[Selected passage]
==================================================

Grant number: 15/07897-1
Support type:Scholarships abroad - Research Internship - Post-doctor
Effective date (Start): August 27, 2015
Effective date (End): August 26, 2016
Field of knowledge:Physical Sciences and Mathematics - Physics - Condensed Matter Physics
Principal Investigator:José Pedro Rino
Grantee:Rolando Placeres Jiménez
Supervisor abroad: Dragan Damjanovic
Home Institution: Centro de Ciências Exatas e de Tecnologia (CCET). Universidade Federal de São Carlos (UFSCAR). São Carlos , SP, Brazil
Local de pesquisa : École Polytechnique Fédérale de Lausanne (EPFL), Switzerland  
Associated to the scholarship:13/18874-7 - Nanostructure Ferroelectric Perovskites: Domain Wall Collective Motion Modeling and Classical Molecular Dynamics Simulation, BP.PD

Abstract

Ferroelectrics are perspective materials for information technology and data storage. The extremely narrow domain wall width and the capability to manipulate polarization by electric field opens the pathways toward ultrahigh storage densities. These materials have important applications in modern telecommunications and power electronic due to their tunable properties. Ferroelectric nonlinear dielectric properties are strongly determined by domain wall motion. To enhance the performance of existing ferroelectric devices and to develop new technical applications it is necessary to deeper understand the physics of domain walls as well as the role of microstructural factors and externals fields in the response of these materials. With this project, we intend to study how different kind of defects (acceptor, donor and charged walls) affect domain wall motion and dielectric response. As theoretical framework, we propose to use the model of effective potential which provides a simplified description of domain wall motion, and which is suitable to introduce defects as perturbation. In a first stage, different kinds of defects will be modeled. Latter, in a second stage, it will be studied the effect of the concentration of these defects on domain wall dynamic and nonlinear response. We expect to contribute to the advances of technical application of these materials and the domain walls engineering.

==================================================

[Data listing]
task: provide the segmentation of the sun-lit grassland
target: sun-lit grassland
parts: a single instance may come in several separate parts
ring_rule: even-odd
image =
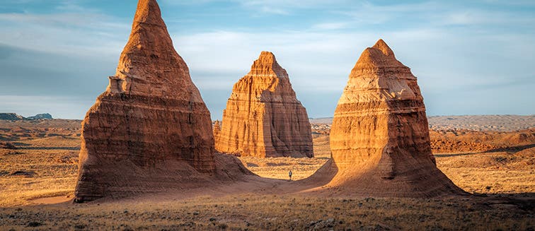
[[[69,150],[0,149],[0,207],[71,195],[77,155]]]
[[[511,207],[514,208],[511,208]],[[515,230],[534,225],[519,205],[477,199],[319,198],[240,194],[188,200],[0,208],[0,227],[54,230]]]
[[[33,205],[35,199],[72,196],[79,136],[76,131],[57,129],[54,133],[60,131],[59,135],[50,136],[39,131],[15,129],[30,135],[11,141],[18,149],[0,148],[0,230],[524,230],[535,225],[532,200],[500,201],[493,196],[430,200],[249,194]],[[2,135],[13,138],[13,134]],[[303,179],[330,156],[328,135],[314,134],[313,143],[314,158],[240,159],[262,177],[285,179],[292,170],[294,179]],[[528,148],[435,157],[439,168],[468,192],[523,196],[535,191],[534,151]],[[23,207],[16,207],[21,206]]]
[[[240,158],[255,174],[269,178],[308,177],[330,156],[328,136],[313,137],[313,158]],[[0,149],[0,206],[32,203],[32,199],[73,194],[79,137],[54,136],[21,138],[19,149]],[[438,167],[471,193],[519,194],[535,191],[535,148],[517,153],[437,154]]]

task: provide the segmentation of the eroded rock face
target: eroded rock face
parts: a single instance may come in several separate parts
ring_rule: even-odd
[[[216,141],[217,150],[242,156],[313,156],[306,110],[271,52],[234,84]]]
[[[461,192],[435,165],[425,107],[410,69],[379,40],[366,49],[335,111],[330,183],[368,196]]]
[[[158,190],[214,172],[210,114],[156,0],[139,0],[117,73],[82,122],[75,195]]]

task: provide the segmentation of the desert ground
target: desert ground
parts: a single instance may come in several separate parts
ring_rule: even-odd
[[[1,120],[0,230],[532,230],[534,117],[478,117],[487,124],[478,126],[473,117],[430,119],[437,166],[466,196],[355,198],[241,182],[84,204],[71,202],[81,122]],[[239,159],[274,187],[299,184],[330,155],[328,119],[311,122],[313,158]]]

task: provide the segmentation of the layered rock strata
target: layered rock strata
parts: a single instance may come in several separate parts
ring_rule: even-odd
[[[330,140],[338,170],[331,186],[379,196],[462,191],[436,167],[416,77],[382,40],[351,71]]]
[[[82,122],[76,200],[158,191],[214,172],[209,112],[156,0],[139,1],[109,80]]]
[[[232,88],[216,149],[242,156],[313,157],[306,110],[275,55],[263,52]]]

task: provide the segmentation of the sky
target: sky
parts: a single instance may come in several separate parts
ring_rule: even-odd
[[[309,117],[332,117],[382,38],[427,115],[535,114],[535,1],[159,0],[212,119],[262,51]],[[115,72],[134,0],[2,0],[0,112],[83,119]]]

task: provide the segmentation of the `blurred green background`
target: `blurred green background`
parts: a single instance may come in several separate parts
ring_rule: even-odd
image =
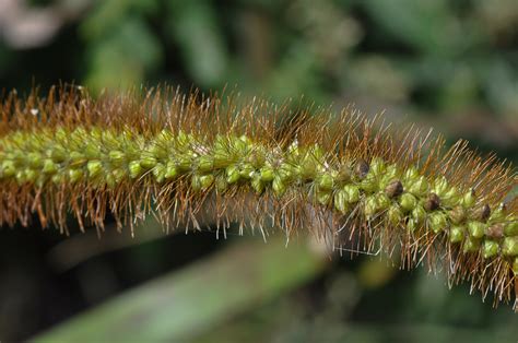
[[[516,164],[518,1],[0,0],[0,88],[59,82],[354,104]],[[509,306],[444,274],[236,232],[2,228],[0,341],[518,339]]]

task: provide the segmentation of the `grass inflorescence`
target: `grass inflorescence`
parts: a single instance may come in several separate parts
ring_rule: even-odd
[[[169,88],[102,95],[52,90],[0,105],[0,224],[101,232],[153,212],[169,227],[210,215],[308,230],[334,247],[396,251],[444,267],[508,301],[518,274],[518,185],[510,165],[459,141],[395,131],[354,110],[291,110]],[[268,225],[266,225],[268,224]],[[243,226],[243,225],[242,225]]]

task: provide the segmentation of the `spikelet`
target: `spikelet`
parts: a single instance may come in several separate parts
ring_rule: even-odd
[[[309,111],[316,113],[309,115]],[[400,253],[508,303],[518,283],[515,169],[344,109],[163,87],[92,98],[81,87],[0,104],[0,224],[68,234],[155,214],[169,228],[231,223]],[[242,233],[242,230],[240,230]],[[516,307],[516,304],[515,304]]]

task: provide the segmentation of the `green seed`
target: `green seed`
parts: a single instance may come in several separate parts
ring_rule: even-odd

==================================================

[Tasks and exercises]
**1.** Answer these questions using the grant summary on ferroelectric domain walls:
(a) On what date does the grant take effect?
(b) Where is the research carried out?
(c) What model does the project propose as its theoretical framework?
**2.** Extract each line of the records that contains the string "spikelet".
The text and the records have no connection to each other.

[Solutions by task]
**1.**
(a) August 27, 2015
(b) École Polytechnique Fédérale de Lausanne (EPFL), Switzerland
(c) The model of effective potential

**2.**
task: provide the segmentation of the `spikelet`
target: `spikelet`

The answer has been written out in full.